§ **What you are asked to do**:
Copy every one of the entries below word for word, changing nothing.

§ **Supplied material**:
==================================================

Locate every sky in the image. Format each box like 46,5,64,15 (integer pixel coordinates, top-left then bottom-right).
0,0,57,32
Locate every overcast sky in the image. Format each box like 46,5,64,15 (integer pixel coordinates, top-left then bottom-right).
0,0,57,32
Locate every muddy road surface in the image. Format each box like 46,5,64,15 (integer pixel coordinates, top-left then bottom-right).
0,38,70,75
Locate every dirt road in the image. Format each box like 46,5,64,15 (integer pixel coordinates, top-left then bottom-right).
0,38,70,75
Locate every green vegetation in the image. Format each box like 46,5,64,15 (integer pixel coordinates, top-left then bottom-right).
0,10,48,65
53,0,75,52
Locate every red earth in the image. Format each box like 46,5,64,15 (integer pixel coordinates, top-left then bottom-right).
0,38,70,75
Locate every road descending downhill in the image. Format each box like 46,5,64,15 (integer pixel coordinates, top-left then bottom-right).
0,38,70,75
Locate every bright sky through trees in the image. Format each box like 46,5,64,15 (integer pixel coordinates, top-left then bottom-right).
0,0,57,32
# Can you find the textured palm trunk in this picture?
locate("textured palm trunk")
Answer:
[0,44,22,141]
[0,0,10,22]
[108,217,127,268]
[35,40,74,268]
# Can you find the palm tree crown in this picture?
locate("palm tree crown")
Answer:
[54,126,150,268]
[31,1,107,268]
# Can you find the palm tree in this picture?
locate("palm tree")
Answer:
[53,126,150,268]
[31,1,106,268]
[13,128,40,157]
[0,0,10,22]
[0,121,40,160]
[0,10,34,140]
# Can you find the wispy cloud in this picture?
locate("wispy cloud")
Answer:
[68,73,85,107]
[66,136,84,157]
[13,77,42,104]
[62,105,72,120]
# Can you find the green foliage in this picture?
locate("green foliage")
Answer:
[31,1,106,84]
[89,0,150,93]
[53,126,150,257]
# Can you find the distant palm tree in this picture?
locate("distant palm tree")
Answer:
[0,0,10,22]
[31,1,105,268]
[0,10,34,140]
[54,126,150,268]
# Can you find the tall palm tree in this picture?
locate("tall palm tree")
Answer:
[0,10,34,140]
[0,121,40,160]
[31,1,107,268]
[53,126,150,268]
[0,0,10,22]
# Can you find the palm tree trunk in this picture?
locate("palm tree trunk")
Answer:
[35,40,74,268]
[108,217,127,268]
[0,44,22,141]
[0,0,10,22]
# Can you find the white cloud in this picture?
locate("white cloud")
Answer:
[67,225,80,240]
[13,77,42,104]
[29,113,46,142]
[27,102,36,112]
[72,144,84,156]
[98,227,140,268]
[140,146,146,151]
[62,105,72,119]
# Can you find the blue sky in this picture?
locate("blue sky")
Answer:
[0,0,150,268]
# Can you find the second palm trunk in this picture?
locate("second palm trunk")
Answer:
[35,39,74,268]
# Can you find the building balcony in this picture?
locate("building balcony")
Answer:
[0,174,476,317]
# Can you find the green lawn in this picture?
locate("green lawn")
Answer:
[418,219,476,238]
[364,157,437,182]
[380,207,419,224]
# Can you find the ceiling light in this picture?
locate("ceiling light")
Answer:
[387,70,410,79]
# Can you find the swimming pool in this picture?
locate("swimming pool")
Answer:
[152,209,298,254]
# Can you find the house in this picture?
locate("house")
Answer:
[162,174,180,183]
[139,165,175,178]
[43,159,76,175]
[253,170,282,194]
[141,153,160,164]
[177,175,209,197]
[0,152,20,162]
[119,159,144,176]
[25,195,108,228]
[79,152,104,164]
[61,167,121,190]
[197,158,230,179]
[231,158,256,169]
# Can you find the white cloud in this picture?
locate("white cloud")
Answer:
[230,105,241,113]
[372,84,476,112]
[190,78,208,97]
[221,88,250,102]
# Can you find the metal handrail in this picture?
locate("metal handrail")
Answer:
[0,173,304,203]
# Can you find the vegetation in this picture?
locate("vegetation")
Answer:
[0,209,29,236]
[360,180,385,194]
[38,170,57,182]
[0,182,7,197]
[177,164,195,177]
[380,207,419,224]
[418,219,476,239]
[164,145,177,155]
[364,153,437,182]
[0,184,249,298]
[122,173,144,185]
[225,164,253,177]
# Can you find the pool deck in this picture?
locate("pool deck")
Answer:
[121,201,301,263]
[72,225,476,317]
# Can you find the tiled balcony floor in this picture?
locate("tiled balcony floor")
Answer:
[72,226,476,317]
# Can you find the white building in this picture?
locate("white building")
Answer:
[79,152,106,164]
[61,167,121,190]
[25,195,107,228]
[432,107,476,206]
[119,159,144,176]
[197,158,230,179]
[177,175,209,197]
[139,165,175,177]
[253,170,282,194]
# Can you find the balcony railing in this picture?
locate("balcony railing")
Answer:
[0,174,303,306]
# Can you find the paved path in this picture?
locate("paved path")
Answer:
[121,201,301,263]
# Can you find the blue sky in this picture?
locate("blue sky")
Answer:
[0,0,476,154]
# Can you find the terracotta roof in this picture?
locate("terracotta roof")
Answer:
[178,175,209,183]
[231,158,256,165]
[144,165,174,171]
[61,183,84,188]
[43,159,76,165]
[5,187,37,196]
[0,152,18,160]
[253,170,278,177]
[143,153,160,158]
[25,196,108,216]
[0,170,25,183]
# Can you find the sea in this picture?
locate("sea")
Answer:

==================================================

§ **Solution**:
Locate every sky in the image. Format each box like 46,5,64,15 (integer pixel coordinates, top-left then bottom-right).
0,0,57,32
Locate every overcast sky in the image. Format each box like 46,5,64,15 (integer pixel coordinates, top-left then bottom-right).
0,0,57,32
Locate every muddy road surface in the image. Format each box like 46,5,64,15 (integer pixel coordinates, top-left then bottom-right).
0,38,70,75
Locate every dirt road in the image. Format each box like 46,5,64,15 (integer pixel coordinates, top-left then bottom-right).
0,38,70,75
Locate every green vegetation in the image. Format each box like 46,5,64,15 (integer pixel coordinates, top-left then bottom-right).
0,10,48,65
53,0,75,52
Locate every red earth in the image. Format each box like 46,5,64,15 (integer pixel coordinates, top-left then bottom-right).
0,38,70,75
Locate every road descending downhill in the image. Format each box like 46,5,64,15 (integer pixel coordinates, top-left then bottom-right).
0,38,70,75
Locate every bright sky through trees in the image. Format each box like 46,5,64,15 (integer pixel coordinates, top-left then bottom-right).
0,0,57,32
# Can you find the textured palm trunk in this picture?
locate("textured palm trunk")
Answer:
[0,44,22,141]
[0,0,10,22]
[108,217,127,268]
[35,40,74,268]
# Can you find the palm tree crown in this picture?
locate("palm tree crown")
Answer:
[54,126,150,268]
[31,1,107,268]
# Can you find the palm tree in this picture?
locate("palm tree")
Answer:
[53,126,150,268]
[31,1,106,268]
[13,128,40,157]
[0,0,10,22]
[0,121,40,160]
[0,10,34,140]
# Can you find the wispy cloud in this picture?
locate("wispy cloud")
Answer:
[68,73,85,107]
[66,136,84,157]
[13,77,42,104]
[62,105,72,120]
# Can you find the green foliage in this picture?
locate("green foliage")
Answer:
[31,1,106,84]
[89,0,150,93]
[53,126,150,257]
# Can you find the distant palm tree in this picture?
locate("distant palm tree")
Answer:
[0,0,10,22]
[31,1,105,268]
[0,10,34,140]
[54,126,150,268]
# Can you find the tall palm tree in this picture?
locate("tall palm tree")
Answer:
[0,10,34,140]
[0,121,40,160]
[31,1,107,268]
[53,126,150,268]
[0,0,10,22]
# Can you find the palm tree trunk in this picture?
locate("palm tree trunk")
Answer:
[35,40,74,268]
[108,217,127,268]
[0,44,22,141]
[0,0,10,22]
# Can you find the white cloud in this picture?
locate("white cloud")
Answer:
[67,225,80,240]
[13,77,42,104]
[29,113,46,142]
[27,102,36,112]
[72,144,84,156]
[98,227,140,268]
[140,146,146,151]
[62,105,72,119]
# Can you find the blue sky in this picture?
locate("blue sky")
Answer:
[0,0,150,268]
# Can you find the second palm trunk in this picture?
locate("second palm trunk")
Answer:
[35,39,74,268]
# Can you find the building balcony in this picture?
locate("building balcony")
Answer:
[0,174,476,317]
# Can you find the green lawn in this picture?
locate("green lawn")
Answer:
[418,219,476,238]
[364,157,437,182]
[380,207,419,224]
# Can you find the ceiling light in this picture?
locate("ceiling light")
Answer:
[387,70,410,79]
# Can you find the swimming pool in this picture?
locate("swimming pool")
Answer:
[152,209,298,254]
# Can you find the house in this picture?
locate("house")
Answer:
[162,174,180,183]
[139,165,175,178]
[43,159,76,175]
[253,170,282,194]
[141,153,160,164]
[177,175,209,197]
[0,152,20,162]
[119,159,144,176]
[25,195,108,228]
[79,152,104,164]
[61,167,121,190]
[197,158,230,179]
[231,158,256,169]
# Can you find the white cloud in this picture?
locate("white cloud")
Answer:
[230,105,241,113]
[372,84,476,112]
[190,78,208,97]
[221,88,250,102]
# Can you find the metal handrail in this picture?
locate("metal handrail")
Answer:
[0,173,304,203]
# Can you find the vegetation in this picture?
locate("vegetation")
Answer:
[0,209,29,236]
[360,180,385,194]
[38,170,57,182]
[0,182,7,197]
[177,164,195,177]
[380,207,419,224]
[418,219,476,239]
[164,145,177,155]
[364,153,437,182]
[0,184,249,298]
[122,173,144,185]
[225,164,253,177]
# Can you find the pool deck in this picture?
locate("pool deck")
Answer:
[121,201,301,263]
[72,225,476,317]
# Can you find the tiled balcony floor in this picture?
locate("tiled balcony floor")
Answer:
[72,226,476,317]
# Can you find the white building in this picture?
locate("white building")
Answer:
[79,152,106,164]
[61,167,121,190]
[25,195,107,228]
[432,107,476,206]
[119,159,144,176]
[197,158,230,179]
[177,175,209,197]
[139,165,175,177]
[253,170,282,194]
# Can you find the balcony railing in this picture?
locate("balcony railing")
Answer:
[0,174,303,306]
# Can you find the paved path in this picture?
locate("paved path")
Answer:
[121,201,301,263]
# Can you find the blue sky in this picture?
locate("blue sky")
Answer:
[0,0,476,154]
# Can you find the terracotta roof in this picture?
locate("terracotta roof")
Answer:
[178,175,209,183]
[231,158,256,165]
[144,165,174,171]
[61,183,84,188]
[43,159,76,165]
[5,187,37,196]
[0,152,18,160]
[253,170,278,177]
[143,153,160,158]
[25,196,108,216]
[0,170,25,183]
# Can you find the sea in this picture?
locate("sea")
Answer:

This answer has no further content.